-- start --

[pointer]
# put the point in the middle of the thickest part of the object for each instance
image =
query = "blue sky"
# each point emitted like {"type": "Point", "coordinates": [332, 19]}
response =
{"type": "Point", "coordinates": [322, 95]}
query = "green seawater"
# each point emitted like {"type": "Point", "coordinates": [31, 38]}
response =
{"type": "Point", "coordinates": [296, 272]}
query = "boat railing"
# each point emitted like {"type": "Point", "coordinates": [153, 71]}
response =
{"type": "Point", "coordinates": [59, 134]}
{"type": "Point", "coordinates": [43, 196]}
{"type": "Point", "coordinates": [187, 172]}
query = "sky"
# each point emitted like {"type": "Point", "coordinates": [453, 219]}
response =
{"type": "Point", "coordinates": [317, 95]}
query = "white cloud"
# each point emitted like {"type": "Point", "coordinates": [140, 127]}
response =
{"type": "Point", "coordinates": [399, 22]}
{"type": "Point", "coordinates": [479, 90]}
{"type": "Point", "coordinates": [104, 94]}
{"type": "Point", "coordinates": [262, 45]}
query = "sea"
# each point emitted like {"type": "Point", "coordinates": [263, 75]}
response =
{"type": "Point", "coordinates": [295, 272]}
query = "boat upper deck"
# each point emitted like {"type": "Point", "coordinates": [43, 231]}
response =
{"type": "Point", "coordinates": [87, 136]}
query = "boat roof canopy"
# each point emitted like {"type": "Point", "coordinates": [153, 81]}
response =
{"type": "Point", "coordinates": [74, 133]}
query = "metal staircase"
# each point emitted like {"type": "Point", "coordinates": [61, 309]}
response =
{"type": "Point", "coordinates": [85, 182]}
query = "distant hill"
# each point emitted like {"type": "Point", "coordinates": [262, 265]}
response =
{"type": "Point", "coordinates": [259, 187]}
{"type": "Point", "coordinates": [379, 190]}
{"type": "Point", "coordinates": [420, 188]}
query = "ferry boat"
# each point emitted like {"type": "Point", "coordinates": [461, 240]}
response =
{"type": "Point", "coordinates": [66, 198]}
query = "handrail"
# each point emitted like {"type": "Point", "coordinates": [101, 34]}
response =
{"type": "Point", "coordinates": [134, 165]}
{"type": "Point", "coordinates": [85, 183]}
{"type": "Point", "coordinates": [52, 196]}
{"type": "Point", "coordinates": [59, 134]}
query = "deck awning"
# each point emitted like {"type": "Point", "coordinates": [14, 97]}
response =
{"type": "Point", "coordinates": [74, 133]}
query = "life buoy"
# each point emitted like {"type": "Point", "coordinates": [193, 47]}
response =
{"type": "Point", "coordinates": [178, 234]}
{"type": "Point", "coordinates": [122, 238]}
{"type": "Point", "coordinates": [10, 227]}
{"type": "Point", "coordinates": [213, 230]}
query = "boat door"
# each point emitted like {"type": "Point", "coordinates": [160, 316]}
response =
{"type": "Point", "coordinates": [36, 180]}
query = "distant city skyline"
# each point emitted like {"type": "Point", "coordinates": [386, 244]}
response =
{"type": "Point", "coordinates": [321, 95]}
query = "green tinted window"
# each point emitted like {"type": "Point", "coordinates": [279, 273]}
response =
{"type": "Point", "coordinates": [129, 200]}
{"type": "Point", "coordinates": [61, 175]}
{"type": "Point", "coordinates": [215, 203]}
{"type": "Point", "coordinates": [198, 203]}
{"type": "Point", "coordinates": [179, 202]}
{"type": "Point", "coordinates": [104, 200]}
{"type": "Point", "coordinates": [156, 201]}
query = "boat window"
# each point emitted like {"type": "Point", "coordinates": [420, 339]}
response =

-- end --

Extract every line of the material above that contains the word "green".

query = "green seawater"
query = "green tinted window"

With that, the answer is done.